WORK TASK:
Count the lines in the records beneath this task that contain the string "wood", then give the count by itself.

DATA FOR THIS TASK:

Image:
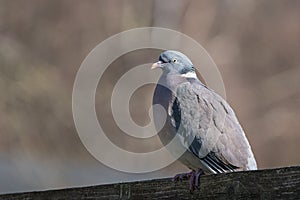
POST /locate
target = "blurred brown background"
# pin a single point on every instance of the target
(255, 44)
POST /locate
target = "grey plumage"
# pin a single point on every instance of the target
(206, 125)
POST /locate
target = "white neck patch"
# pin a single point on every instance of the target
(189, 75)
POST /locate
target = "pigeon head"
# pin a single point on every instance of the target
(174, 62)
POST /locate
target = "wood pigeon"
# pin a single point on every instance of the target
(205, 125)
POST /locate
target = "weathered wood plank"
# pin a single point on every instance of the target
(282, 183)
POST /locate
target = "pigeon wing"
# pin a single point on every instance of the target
* * *
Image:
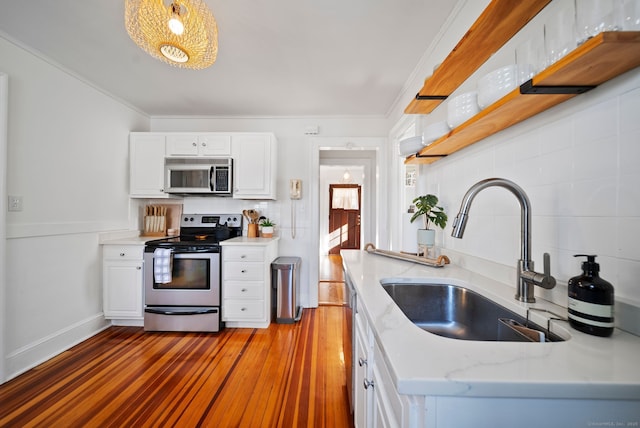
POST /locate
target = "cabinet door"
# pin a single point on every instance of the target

PROBLEM SOLUTION:
2